- Stored dataset items -
##############################

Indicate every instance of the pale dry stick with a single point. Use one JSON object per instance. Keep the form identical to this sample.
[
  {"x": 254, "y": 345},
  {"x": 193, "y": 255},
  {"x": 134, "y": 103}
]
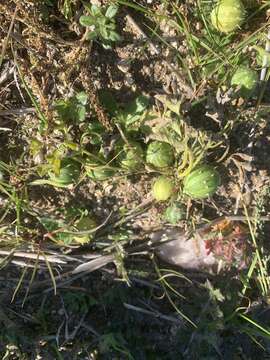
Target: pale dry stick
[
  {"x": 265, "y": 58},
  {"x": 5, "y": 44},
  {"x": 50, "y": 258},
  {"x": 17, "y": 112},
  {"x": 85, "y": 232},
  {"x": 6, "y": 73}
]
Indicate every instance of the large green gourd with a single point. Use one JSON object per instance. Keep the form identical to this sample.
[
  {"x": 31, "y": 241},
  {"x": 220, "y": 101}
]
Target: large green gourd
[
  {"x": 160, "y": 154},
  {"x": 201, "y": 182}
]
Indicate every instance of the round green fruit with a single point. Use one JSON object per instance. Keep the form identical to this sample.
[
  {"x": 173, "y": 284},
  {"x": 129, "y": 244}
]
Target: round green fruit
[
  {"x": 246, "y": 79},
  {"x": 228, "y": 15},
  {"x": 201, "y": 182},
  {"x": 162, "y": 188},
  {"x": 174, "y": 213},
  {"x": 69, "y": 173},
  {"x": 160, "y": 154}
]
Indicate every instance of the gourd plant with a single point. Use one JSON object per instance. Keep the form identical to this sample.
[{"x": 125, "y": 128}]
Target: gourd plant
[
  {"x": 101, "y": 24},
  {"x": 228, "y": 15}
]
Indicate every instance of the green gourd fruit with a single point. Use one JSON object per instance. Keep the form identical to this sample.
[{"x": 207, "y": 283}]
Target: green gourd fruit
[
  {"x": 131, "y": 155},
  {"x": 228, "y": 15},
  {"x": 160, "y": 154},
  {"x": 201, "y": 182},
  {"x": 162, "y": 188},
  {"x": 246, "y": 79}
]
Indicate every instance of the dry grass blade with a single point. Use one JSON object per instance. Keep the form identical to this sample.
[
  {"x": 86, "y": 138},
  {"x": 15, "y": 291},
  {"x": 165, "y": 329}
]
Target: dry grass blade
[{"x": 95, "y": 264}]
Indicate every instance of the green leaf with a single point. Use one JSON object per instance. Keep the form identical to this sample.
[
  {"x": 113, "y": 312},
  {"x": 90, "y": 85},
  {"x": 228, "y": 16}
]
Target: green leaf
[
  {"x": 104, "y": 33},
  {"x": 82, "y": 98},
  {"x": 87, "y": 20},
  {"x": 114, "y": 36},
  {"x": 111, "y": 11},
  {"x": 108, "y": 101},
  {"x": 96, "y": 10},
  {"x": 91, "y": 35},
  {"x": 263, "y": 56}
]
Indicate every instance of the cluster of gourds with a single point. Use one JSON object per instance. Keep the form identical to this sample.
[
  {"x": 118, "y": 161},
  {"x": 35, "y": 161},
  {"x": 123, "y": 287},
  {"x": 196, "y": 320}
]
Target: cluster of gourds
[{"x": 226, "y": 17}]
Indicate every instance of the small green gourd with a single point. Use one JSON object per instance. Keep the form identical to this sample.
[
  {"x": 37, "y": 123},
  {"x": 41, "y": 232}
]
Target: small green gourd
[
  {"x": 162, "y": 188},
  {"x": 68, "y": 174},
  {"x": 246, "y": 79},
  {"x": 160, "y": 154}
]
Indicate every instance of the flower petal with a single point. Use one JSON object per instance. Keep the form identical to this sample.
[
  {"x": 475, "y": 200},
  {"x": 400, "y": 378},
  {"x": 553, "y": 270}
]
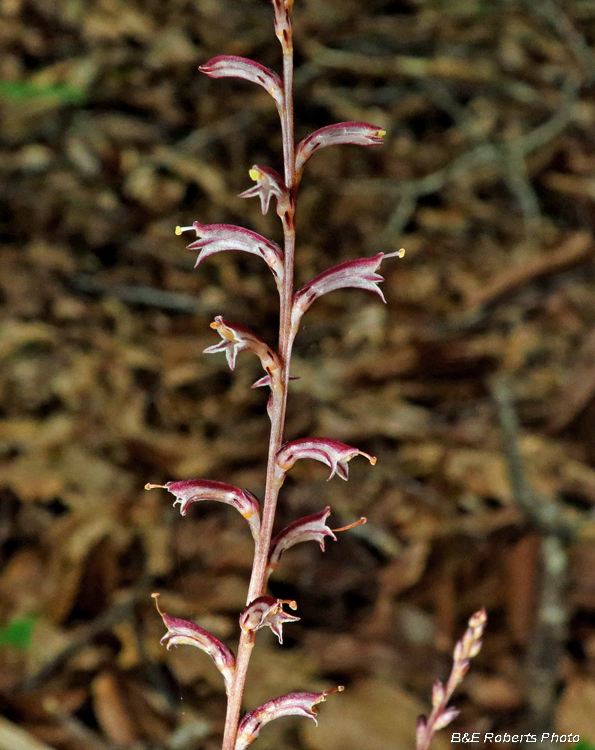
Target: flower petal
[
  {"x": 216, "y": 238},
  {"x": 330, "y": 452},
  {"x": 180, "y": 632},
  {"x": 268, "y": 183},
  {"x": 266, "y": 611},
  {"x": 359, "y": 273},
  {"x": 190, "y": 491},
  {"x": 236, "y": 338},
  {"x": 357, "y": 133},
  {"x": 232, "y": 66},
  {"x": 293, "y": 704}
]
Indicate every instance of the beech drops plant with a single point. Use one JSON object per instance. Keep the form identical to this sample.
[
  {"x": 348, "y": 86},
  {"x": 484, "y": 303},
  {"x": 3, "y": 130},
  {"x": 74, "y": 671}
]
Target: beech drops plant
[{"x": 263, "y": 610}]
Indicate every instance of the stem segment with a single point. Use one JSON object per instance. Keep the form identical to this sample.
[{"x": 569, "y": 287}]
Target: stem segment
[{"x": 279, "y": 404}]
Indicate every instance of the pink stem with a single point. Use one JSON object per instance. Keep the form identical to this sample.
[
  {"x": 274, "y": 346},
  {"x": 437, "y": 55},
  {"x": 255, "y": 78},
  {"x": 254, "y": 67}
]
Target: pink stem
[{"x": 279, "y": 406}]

##############################

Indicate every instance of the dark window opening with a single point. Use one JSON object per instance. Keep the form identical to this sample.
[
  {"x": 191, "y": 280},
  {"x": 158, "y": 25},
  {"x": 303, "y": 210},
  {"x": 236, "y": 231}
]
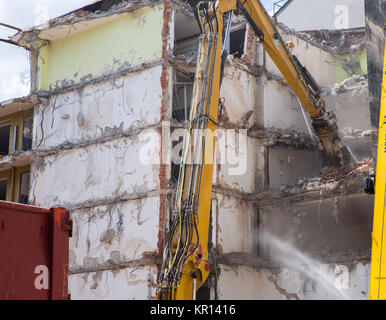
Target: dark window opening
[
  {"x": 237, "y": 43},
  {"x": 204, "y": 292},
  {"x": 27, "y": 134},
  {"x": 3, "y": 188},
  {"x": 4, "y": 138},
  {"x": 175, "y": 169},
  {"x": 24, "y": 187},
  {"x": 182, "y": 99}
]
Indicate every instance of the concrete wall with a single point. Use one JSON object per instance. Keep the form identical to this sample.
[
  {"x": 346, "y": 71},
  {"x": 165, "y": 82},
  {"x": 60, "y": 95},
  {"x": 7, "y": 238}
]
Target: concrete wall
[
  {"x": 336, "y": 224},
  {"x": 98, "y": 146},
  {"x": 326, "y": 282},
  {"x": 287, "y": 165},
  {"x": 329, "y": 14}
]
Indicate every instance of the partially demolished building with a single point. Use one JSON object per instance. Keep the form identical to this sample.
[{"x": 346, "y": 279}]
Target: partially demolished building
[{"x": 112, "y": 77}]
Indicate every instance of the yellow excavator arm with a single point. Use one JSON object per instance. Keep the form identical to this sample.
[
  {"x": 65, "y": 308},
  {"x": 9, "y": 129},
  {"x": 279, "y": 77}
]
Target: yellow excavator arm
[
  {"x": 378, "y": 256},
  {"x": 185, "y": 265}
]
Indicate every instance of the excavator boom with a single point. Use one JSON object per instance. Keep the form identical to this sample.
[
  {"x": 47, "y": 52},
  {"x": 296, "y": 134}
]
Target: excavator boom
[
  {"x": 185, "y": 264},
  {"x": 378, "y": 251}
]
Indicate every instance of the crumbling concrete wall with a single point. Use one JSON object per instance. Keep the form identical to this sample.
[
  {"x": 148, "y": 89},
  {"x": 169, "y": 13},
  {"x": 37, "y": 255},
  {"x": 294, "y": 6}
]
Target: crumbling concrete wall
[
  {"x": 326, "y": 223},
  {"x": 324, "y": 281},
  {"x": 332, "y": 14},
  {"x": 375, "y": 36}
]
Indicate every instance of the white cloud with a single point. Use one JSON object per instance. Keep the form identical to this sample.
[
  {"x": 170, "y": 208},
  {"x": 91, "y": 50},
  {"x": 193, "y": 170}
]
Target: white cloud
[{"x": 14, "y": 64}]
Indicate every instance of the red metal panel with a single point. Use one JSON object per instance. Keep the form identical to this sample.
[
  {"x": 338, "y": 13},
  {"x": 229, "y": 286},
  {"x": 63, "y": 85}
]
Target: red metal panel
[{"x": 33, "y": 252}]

##############################

- PROBLEM DETAILS -
Extract every line above that contains the word "flower". Case counts.

- ANSWER TO THIS TASK -
Indicate every instance of the flower petal with a single point. Use one JSON object per instance. Keep the form identical to this sample.
Target: flower petal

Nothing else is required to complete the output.